[TEXTE FOURNI]
····················
Franchement je peux dire sans prétention que cet avenir, nous l’avons bien préparé. Mais je n’ai pas réussi à écarter de nos entreprises les dangers qui les menacent de façon plus immédiate. Certes, nous avons pu barrer la route à une nouvelle augmentation des cotisations sociales sur les retraites, mais nous avons dû subir une hausse des impôts sur les bénéfices des sociétés et, bien plus grave, parce que plus difficilement réversible, je ne suis pas parvenu à convaincre le gouvernement de renoncer à imposer par la loi une réduction uniforme de la durée du travail. Pendant de longs mois, je me suis battu, à ma manière, pour empêcher cette décision que je crois néfaste pour nos entreprises et pour l’emploi. J’ai perdu cette bataille et je m’en vais en espérant que mon geste amènera les uns et les autres à réfléchir.
Au-delà des dangers nouveaux que nous allons affronter, cette loi illustre bien le mauvais fonctionnement de la société française ? Pourquoi sommes-nous aussi impuissants à lutter contre le chômage ? Pourquoi notre pays décourage-t-il l’initiative individuelle et le goût du risque ? Pourquoi la France a-t-elle peur d’affronter le monde ? Pourquoi a-t-elle peur de son avenir ? Je crois que dans ce pays nous ne savons pas être partenaires égaux et responsables. Est-ce par manque de modestie ou par manque de tolérance ? On ne devint partenaires que si l’on respecte l’autre.
Nous avons tous notre part de responsabilité, mais le plus grand coupable, c’est l’État. Les gouvernements de droite comme de gauche, ne traitent pas les autres acteurs de la société en adultes. Il n’est pas question de remettre en cause la prééminence de l’État. Mais l’État lui-même doit être modeste et ne pas intervenir en permanence dans des domaines où ses compétences sont douteuses. Il a pris la fâcheuse habitude de s’immiscer dans la gestion des entreprises, comme dans le dialogue social, et d’organiser, de manière théâtrale, des parodies de concertation sous menace permanente de la loi.
Quand je me suis présenté à la présidence du CNPF, c’était avec l’ambition de faire de l’entreprise l’un des acteurs importants de l’adaptation nécessaire de notre pays au nouveau monde qui l’entoure. J’ai dit haut et fort que nous étions prêts à tenir notre place à table, que nous ne voulions plus seulement crier quand on nous faisait mal, mais avoir un droit de proposition et participer à la construction d’une société nouvelle, dans laquelle l’esprit d’entreprise serait un ingrédient indispensable.
····················
[JEU DE DONNÉES]
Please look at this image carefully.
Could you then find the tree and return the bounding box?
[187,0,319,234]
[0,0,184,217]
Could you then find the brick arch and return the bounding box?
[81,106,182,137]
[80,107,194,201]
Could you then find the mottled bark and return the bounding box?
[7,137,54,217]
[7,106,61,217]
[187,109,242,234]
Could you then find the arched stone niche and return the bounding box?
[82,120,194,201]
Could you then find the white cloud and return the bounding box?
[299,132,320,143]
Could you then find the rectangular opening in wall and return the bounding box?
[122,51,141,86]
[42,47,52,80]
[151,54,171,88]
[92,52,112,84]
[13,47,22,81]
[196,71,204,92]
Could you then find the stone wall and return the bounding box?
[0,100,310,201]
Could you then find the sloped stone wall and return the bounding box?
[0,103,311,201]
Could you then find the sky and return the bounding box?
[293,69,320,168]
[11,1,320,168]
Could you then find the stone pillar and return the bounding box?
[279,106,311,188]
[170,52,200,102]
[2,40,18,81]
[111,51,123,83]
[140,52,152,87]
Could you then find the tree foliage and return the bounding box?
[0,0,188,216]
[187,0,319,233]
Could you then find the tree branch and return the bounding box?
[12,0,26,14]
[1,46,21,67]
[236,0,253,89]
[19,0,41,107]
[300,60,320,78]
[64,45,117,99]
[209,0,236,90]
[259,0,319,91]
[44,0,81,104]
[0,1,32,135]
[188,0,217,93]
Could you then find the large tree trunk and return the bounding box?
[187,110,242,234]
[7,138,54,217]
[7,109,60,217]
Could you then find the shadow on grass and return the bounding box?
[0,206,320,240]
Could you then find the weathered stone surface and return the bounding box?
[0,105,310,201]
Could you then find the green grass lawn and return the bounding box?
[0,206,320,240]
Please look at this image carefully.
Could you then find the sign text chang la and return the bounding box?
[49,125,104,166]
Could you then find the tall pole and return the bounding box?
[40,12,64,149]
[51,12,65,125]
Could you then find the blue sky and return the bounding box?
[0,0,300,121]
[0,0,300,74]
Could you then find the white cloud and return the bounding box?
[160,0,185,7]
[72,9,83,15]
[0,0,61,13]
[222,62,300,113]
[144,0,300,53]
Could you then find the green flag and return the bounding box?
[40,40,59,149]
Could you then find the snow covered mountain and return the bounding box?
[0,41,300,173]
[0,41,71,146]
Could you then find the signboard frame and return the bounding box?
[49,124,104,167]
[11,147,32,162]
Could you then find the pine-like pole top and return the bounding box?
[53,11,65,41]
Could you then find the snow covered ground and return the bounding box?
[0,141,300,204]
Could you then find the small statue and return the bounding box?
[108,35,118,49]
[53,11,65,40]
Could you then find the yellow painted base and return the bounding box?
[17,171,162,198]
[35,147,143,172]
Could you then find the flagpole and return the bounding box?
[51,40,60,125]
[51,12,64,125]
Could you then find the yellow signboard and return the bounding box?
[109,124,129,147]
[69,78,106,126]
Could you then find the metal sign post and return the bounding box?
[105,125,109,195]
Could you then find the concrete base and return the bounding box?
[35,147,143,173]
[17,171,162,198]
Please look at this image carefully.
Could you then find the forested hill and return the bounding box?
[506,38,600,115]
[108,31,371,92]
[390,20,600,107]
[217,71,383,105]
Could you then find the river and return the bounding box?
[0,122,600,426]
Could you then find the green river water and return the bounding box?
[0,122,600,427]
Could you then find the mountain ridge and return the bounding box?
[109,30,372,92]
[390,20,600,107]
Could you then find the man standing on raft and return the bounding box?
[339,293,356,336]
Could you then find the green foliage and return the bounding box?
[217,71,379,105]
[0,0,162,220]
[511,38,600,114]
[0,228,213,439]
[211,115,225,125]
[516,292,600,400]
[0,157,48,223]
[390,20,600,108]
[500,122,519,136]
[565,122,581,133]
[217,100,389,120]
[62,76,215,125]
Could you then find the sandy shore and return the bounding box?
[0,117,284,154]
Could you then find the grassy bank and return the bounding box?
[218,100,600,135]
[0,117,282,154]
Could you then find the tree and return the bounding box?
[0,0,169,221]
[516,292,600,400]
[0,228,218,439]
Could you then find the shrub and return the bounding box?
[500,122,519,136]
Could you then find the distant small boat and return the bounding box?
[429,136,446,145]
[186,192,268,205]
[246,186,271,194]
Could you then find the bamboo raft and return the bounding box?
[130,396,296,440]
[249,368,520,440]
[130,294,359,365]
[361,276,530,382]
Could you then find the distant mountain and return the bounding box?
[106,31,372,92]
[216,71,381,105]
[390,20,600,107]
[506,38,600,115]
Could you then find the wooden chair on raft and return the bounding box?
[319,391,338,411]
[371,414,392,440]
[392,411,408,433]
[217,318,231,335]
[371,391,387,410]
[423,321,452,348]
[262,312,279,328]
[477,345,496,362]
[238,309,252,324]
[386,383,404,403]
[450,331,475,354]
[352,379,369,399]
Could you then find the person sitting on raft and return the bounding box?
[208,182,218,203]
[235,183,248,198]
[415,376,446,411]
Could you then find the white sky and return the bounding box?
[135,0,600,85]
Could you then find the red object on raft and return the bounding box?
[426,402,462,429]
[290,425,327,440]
····················
[LES CONSIGNES]
**1)** Selon le texte fourni, pourquoi l'auteur juge-t-il l'échec sur la réduction de la durée du travail « bien plus grave » que la hausse des impôts sur les bénéfices des sociétés ? Répondez en une à trois phrases.
**2)** Dans les lignes du jeu de données, de la ligne contenant « Could you then find the red » jusqu'à la dernière ligne incluse, remplacez « red object » par « orange object ». Recopiez seulement ces lignes, sans aucune autre modification.

[RÉPONSES ATTENDUES]
**1)** L'auteur juge cet échec plus grave parce que la réduction uniforme de la durée du travail, imposée par la loi, est plus difficilement réversible que la hausse des impôts sur les bénéfices des sociétés.

**2)**
Could you then find the orange object on raft and return the bounding box?
[426,402,462,429]
[290,425,327,440]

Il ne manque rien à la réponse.